Starting at the line containing "Identify the window" and ending at the end of the data, rewrite those lines, changing every occurrence of "church tower" to "bell tower" and leaving all other text unaltered.

## start DATA ENTRIES

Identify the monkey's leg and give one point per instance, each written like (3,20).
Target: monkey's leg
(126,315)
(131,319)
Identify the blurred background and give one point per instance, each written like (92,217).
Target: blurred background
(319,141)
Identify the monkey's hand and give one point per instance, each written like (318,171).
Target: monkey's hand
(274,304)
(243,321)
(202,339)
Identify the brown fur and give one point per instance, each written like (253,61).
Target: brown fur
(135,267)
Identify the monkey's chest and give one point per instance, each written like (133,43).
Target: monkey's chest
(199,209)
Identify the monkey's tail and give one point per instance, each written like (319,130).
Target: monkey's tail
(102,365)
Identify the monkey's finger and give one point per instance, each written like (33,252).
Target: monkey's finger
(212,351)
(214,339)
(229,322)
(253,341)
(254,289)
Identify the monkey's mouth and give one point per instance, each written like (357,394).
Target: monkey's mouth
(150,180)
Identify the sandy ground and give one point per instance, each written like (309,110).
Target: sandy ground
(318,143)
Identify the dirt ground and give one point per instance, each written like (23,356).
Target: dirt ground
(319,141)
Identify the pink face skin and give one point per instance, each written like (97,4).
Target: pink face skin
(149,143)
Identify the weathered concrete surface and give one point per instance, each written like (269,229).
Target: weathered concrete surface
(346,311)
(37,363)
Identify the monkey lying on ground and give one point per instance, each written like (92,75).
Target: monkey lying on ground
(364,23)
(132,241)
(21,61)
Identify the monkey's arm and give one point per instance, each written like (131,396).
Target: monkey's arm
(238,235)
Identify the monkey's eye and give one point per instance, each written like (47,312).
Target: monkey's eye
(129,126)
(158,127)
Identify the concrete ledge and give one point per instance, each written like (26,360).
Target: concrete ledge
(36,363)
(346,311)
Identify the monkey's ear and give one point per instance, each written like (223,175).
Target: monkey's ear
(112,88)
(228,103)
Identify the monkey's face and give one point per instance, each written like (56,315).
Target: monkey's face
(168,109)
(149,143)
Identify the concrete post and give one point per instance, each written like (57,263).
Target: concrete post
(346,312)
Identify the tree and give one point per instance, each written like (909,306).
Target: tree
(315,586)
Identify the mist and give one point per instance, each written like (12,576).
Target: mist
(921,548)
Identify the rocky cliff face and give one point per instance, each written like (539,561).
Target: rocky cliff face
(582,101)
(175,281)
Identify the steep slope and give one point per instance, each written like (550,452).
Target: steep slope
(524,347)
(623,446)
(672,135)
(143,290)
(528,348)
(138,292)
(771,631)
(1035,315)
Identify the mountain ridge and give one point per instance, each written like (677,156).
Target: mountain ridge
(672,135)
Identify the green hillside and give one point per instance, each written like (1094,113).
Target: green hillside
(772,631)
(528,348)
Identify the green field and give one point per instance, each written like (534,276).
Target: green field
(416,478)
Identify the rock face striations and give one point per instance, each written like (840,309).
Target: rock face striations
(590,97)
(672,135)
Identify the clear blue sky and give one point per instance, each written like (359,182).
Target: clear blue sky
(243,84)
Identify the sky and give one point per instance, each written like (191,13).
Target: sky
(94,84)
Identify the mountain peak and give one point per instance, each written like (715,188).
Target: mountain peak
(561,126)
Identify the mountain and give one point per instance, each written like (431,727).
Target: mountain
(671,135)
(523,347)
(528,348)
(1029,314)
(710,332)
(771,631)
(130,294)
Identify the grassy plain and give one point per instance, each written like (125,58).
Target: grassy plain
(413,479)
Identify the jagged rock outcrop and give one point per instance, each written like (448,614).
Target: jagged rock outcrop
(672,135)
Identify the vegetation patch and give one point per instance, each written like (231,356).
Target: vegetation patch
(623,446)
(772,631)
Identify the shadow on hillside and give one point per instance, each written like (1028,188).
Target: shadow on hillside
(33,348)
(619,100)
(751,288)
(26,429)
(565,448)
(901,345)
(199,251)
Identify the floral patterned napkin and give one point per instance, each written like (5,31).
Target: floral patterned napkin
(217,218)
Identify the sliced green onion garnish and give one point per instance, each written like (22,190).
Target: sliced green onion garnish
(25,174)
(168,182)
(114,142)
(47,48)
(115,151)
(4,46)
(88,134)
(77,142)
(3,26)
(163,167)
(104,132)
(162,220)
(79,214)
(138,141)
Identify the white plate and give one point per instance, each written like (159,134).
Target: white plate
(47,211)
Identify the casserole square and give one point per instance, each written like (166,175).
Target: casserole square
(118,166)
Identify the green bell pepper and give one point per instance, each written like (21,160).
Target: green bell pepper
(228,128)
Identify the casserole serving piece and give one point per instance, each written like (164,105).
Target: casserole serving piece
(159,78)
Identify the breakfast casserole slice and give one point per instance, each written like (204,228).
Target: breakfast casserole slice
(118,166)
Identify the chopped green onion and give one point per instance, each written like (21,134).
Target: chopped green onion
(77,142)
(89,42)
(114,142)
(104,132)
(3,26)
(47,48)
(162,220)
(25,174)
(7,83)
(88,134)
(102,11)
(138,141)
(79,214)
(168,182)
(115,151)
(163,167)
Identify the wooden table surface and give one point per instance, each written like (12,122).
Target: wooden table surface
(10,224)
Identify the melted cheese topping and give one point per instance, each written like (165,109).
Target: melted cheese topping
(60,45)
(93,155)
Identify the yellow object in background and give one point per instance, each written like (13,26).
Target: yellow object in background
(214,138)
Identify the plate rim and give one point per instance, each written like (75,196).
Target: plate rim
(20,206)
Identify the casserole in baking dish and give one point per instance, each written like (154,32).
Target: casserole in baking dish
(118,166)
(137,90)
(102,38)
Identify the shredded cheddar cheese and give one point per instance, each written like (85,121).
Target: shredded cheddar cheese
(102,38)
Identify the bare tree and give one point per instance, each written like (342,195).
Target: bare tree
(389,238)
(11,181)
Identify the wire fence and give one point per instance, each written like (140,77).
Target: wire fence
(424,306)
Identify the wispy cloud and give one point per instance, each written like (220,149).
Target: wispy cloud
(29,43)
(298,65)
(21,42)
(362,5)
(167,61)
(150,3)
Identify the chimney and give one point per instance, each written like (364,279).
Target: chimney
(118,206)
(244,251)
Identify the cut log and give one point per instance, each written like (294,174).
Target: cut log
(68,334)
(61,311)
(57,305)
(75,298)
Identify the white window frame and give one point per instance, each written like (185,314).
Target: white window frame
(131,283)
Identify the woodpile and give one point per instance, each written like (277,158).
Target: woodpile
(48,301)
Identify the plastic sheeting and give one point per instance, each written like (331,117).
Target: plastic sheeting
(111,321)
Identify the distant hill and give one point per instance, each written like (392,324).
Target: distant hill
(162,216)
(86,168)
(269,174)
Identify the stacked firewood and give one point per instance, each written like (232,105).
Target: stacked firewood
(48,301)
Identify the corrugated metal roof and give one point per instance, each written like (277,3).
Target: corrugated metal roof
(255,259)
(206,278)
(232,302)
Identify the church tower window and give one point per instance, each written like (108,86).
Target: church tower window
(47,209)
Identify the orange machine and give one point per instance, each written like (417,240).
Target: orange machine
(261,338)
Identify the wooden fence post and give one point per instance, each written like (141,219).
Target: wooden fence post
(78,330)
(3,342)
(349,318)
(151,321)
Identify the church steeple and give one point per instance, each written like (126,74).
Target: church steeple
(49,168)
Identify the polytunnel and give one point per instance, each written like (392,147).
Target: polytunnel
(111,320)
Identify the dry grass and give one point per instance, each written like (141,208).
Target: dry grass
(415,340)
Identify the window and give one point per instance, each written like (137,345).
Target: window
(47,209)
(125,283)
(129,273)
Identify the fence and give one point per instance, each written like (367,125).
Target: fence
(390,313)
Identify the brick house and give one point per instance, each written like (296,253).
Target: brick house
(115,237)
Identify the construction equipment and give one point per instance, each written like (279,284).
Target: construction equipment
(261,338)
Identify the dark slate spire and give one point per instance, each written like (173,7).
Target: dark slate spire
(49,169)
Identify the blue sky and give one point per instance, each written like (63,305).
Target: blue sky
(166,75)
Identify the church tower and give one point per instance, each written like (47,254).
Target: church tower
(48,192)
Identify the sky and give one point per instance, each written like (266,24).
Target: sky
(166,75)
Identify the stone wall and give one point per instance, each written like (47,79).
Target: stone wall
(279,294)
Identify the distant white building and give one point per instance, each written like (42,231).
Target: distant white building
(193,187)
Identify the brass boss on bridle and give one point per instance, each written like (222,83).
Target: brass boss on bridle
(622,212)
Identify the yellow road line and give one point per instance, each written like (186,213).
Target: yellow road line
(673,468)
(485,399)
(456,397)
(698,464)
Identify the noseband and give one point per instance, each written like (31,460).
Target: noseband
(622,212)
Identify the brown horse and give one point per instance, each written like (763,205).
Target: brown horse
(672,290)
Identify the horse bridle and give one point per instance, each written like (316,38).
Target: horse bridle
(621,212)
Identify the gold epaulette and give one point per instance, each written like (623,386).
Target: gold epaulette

## end DATA ENTRIES

ANSWER IN FULL:
Identify the window and give one point per instance, each written like (137,345).
Target: window
(47,209)
(125,283)
(129,273)
Identify the fence and give one point per instance, each written like (367,125).
Target: fence
(390,313)
Identify the brick house and give one point per instance, each written like (296,253).
Target: brick house
(115,237)
Identify the construction equipment and give one point per instance, each written like (279,284).
Target: construction equipment
(261,338)
Identify the dark slate spire and give one point per instance, each written like (173,7).
Target: dark slate spire
(49,169)
Identify the blue sky and give one point per instance, each written like (63,305).
Target: blue sky
(166,75)
Identify the bell tower and give one point per instance, each written like (47,254).
Target: bell tower
(48,192)
Identify the sky and give one point per instance, each written like (266,24).
Target: sky
(166,75)
Identify the stone wall and give one point per instance, each written like (47,79).
Target: stone wall
(279,294)
Identify the distant white building and give one point per instance, each written like (42,231).
Target: distant white building
(193,187)
Identify the brass boss on bridle and give one point per instance, each written like (222,83).
Target: brass boss on bridle
(622,212)
Identify the yellow road line and give one point per instance, each written like (186,213).
Target: yellow road line
(673,468)
(485,399)
(456,397)
(698,464)
Identify the noseband and give one point per instance, each written like (31,460).
Target: noseband
(622,212)
Identify the brown horse and give one point per instance, each written like (763,205).
Target: brown horse
(672,290)
Identify the horse bridle and give one point per instance, each written like (316,38).
Target: horse bridle
(621,212)
Identify the gold epaulette and give one point per instance, each written like (623,386).
Target: gold epaulette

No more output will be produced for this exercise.